- **PROBLEM TO SOLVE**: All of the data is to be copied word for word.

- **MATERIAL FOR THE TASK**:

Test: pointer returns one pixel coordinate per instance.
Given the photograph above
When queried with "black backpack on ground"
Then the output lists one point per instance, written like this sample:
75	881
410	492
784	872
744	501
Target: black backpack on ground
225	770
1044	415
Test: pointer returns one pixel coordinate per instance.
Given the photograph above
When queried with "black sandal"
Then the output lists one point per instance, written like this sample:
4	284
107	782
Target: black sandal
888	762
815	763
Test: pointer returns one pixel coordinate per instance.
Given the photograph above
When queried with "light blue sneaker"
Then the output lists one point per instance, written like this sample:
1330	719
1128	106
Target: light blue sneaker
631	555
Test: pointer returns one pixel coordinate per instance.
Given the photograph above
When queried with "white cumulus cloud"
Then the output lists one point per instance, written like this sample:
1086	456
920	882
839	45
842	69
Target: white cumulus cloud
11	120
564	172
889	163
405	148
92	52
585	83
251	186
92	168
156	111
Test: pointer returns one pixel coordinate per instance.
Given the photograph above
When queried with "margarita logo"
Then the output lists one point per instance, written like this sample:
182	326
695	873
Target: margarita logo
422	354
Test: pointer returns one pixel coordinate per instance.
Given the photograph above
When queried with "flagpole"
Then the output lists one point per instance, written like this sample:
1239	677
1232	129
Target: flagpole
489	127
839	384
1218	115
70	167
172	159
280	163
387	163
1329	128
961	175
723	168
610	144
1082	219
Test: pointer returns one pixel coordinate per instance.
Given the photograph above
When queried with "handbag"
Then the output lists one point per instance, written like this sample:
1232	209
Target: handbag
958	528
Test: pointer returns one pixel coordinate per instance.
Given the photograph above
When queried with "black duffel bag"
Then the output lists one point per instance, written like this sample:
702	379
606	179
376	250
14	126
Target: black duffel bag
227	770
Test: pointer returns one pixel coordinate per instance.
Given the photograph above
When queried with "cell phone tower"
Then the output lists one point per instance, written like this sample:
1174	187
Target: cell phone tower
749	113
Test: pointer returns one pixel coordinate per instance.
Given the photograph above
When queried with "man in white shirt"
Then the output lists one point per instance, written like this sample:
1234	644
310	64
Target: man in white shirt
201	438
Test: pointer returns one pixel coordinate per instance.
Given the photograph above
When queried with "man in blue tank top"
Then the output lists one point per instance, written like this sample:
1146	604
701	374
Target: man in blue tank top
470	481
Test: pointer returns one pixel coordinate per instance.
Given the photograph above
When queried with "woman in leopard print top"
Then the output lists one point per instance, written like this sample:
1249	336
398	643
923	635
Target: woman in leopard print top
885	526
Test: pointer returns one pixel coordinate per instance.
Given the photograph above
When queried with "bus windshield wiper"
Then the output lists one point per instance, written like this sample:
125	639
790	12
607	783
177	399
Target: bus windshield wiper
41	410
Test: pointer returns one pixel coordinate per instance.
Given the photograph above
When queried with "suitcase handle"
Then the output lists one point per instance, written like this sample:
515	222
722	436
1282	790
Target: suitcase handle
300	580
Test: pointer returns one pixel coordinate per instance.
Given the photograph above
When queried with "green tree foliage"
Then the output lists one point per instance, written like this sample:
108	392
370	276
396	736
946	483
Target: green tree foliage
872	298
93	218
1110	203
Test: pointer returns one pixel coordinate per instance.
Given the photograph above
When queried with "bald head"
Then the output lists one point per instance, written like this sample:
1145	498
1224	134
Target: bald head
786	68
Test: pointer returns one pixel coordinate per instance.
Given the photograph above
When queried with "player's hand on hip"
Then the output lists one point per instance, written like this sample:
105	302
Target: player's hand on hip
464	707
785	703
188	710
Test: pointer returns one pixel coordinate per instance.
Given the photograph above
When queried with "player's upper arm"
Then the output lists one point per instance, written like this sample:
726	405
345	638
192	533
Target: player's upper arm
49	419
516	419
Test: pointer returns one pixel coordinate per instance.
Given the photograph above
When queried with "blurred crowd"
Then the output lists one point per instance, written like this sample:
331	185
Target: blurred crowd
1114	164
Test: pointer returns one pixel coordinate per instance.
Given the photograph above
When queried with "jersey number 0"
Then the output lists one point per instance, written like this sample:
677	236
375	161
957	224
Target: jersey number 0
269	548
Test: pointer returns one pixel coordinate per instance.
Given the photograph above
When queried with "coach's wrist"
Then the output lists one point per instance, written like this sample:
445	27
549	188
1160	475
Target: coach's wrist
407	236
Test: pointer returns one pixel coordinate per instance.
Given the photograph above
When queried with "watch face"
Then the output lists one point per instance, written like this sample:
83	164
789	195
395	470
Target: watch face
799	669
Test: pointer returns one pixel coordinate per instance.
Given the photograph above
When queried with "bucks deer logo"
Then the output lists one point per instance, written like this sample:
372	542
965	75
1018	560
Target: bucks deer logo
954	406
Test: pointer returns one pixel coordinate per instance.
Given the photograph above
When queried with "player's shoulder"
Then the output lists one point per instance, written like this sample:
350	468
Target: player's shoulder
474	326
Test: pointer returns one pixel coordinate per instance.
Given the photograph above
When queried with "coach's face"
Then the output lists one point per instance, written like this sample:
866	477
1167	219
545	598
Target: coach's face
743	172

- **RESULT**:
Test: pointer returns one pixel coordinate per instance.
Given the photograph above
When queried with "black backpack on ground"
Then the output lists one point per instance, written like this sample:
75	881
410	492
784	872
744	501
Target: black backpack on ground
225	770
1044	415
Test: pointer returns one pixel coordinate per instance.
Given the photograph above
When queried with "black sandal"
Then the output lists one point per instance, written like this sample:
4	284
107	782
Target: black sandal
888	762
815	763
Test: pointer returns one pixel coordinate per instance.
Given the photograph above
When queried with "light blue sneaker"
Then the output lists one point per instance, written like this sample:
1330	719
1128	106
Target: light blue sneaker
631	555
Test: pointer returns one pixel coordinate per instance.
Given the photograph above
When queried with "white cumulus cloud"
Then the output lists one point per instance, written like this sample:
1086	456
920	882
839	45
842	69
Target: white cumulus cloud
11	120
564	172
889	163
405	148
92	52
585	83
251	186
92	168
156	111
Test: pointer returns one pixel coordinate per instance.
Given the photograph above
When queried with "margarita logo"
Then the output lists one point per instance, written like this sample:
182	326
695	873
Target: margarita logo
422	354
Test: pointer returns one pixel coordinate per instance.
Given the photograph above
When queried with "flagpole"
Then the output lists one point per instance, written like this sample:
1239	677
1232	129
Target: flagpole
489	127
839	384
1218	115
70	167
172	159
280	163
387	163
1329	128
961	175
723	168
610	144
1082	219
Test: pointer returns one pixel coordinate per instance.
Given the photograph above
When queried with "handbag"
Then the output lists one point per instance, written like this sample:
1232	209
Target: handbag
958	528
Test: pointer returns one pixel coordinate per instance.
Given the photograph above
When queried with "black duffel bag"
Then the output lists one point per instance, written like this sample:
702	379
606	179
376	250
14	126
Target: black duffel bag
227	770
Test: pointer returns one pixel coordinate per instance.
Given the photograph above
When queried with "cell phone tower"
Then the output lists one point per instance, written like this sample:
1174	187
Target: cell phone tower
749	113
Test: pointer returns one pixel coordinate per instance.
Given the photograph above
When queried with "man in white shirt"
Then the output lists one point per instance, written like this sample:
1234	644
310	64
Target: man in white shirt
201	438
Test: pointer returns one pixel coordinate per instance.
Given the photograph above
When queried with "man in blue tank top"
Then the output lists one point per instance, written like this sample:
1146	604
701	374
Target: man in blue tank top
470	481
Test: pointer returns one pixel coordinate per instance.
Given the photograph above
When queried with "woman in leopard print top"
Then the output lists one point per instance, written like this sample:
1249	336
398	643
923	635
Target: woman in leopard print top
885	526
Test: pointer returns one pixel coordinate per instance.
Given the photograph above
When queried with "bus windshield wiper"
Then the output lists one point per instance, written like this sample:
125	639
790	12
607	783
177	399
Target: bus windshield wiper
41	410
Test: pointer returns one pixel coordinate per instance.
Given the photograph above
When queried with "suitcase handle"
Then the output lists one point per instance, written like this sample:
515	222
722	436
1282	790
Target: suitcase handle
300	580
Test: pointer returns one pixel coordinate per instance.
Given the photograph above
When queried with "green tree foliage"
Then the output lists one point per instance, written like this sample:
108	392
370	276
396	736
946	483
Target: green tree foliage
872	298
93	218
1110	203
Test: pointer returns one pixel coordinate per instance.
Given the photograph above
When queried with "bald head"
Then the output lists one point per instance, written like this sample:
1145	498
1224	134
Target: bald head
786	68
Test: pointer returns one pixel coordinate per instance.
Given the photograph above
When queried with "player's hand on hip"
Then the output lists one point per instance, written like this sample:
105	302
Target: player's hand on hip
464	707
785	703
188	710
Test: pointer returns one pixel coordinate per instance.
Given the photograph above
When queried with "player's upper arm"
Then the output lists one point per instance, written like this sample:
726	405
345	638
192	533
Target: player's upper arm
49	419
516	419
Test: pointer returns one pixel coordinate per instance.
Given the photograph above
When queried with "blurred crowd"
Then the output lists one point per instance, written like this sample:
331	185
Target: blurred crowd
1114	164
Test: pointer returns one pixel coordinate per instance.
Given the photograph above
When queried with "jersey number 0"
Then the output lists one point per instance, written like this sample:
677	236
375	161
957	224
Target: jersey number 0
269	548
Test: pointer returns one pixel coordinate per instance.
Given the photograph above
When queried with "coach's wrist"
Then the output lists one point per instance, written like this sample:
445	27
549	188
1160	475
Target: coach's wrist
407	236
Test: pointer returns one pixel coordinate per instance.
Given the photograph above
When queried with "watch face"
Then the output lists one point per instance, written like this sample:
83	164
789	195
395	470
Target: watch face
799	669
Test: pointer returns one pixel coordinate per instance.
Given the photograph above
When queried with "bucks deer logo"
Then the output lists one point per instance, written like this sample:
372	542
965	75
1018	560
Target: bucks deer logo
954	406
Test: pointer returns one pixel coordinate per instance.
Given the photograph above
When queried with "player's shoulder"
Then the output lists one point per instance, written like this sample:
350	468
Target: player's shoulder
474	326
Test: pointer returns one pixel coordinate per instance.
Given the photograph above
When queried with "coach's face"
Then the output lists one point per instance, written like this sample:
866	477
1167	219
545	598
Target: coach's face
743	172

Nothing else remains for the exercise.